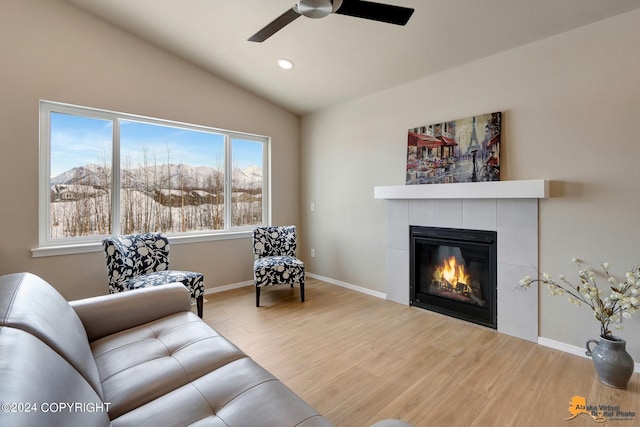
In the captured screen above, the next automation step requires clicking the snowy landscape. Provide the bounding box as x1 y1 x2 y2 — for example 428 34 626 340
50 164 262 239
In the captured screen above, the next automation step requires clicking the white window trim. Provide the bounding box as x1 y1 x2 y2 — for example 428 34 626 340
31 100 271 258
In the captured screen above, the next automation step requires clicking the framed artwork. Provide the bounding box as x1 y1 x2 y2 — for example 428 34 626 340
────────────────
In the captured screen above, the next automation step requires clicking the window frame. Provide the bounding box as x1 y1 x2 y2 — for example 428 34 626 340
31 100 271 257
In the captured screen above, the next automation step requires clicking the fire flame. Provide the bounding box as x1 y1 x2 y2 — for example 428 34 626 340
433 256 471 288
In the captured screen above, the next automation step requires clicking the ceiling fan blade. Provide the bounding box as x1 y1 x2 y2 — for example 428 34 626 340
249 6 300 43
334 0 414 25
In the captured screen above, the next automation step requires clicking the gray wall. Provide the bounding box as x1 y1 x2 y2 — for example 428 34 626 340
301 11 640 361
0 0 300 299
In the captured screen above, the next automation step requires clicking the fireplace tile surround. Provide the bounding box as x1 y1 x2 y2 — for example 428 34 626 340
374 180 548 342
────────────────
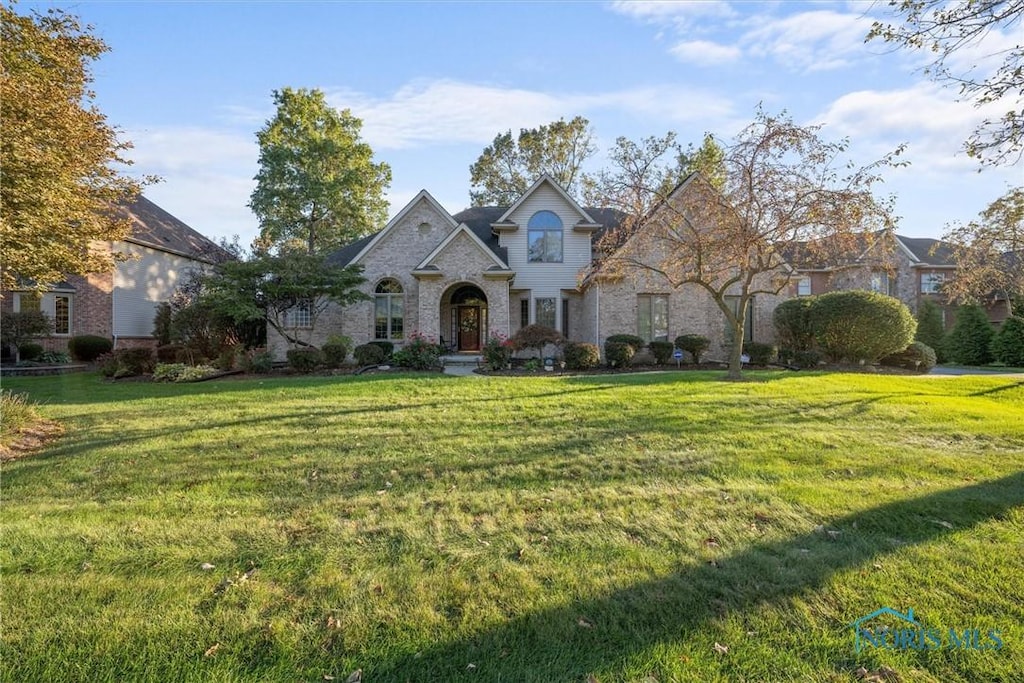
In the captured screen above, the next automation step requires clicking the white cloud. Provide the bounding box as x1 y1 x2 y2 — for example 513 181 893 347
────────────────
Exercise directions – Revise the stretch of data from the line containing "clicking the snowy" through the line containing "clicking the framed", replacing "automation step" with "scripted action" and leaving everything else unchanged.

Written response –
In the captured screen above, the next scripted action requires clicking the snowy landscape. Provide the bounding box as x1 y1 x2 y2 — for example 428 34 626 340
50 164 262 239
In the captured screen above, the next scripted action requires clicking the white window trim. Provide the bounding box as x1 y1 x2 y2 — for example 428 34 626 340
31 100 271 258
In the captured screen above, the next scripted action requires clicking the framed artwork. Provide the bounding box as x1 y1 x2 y2 — for example 428 34 626 340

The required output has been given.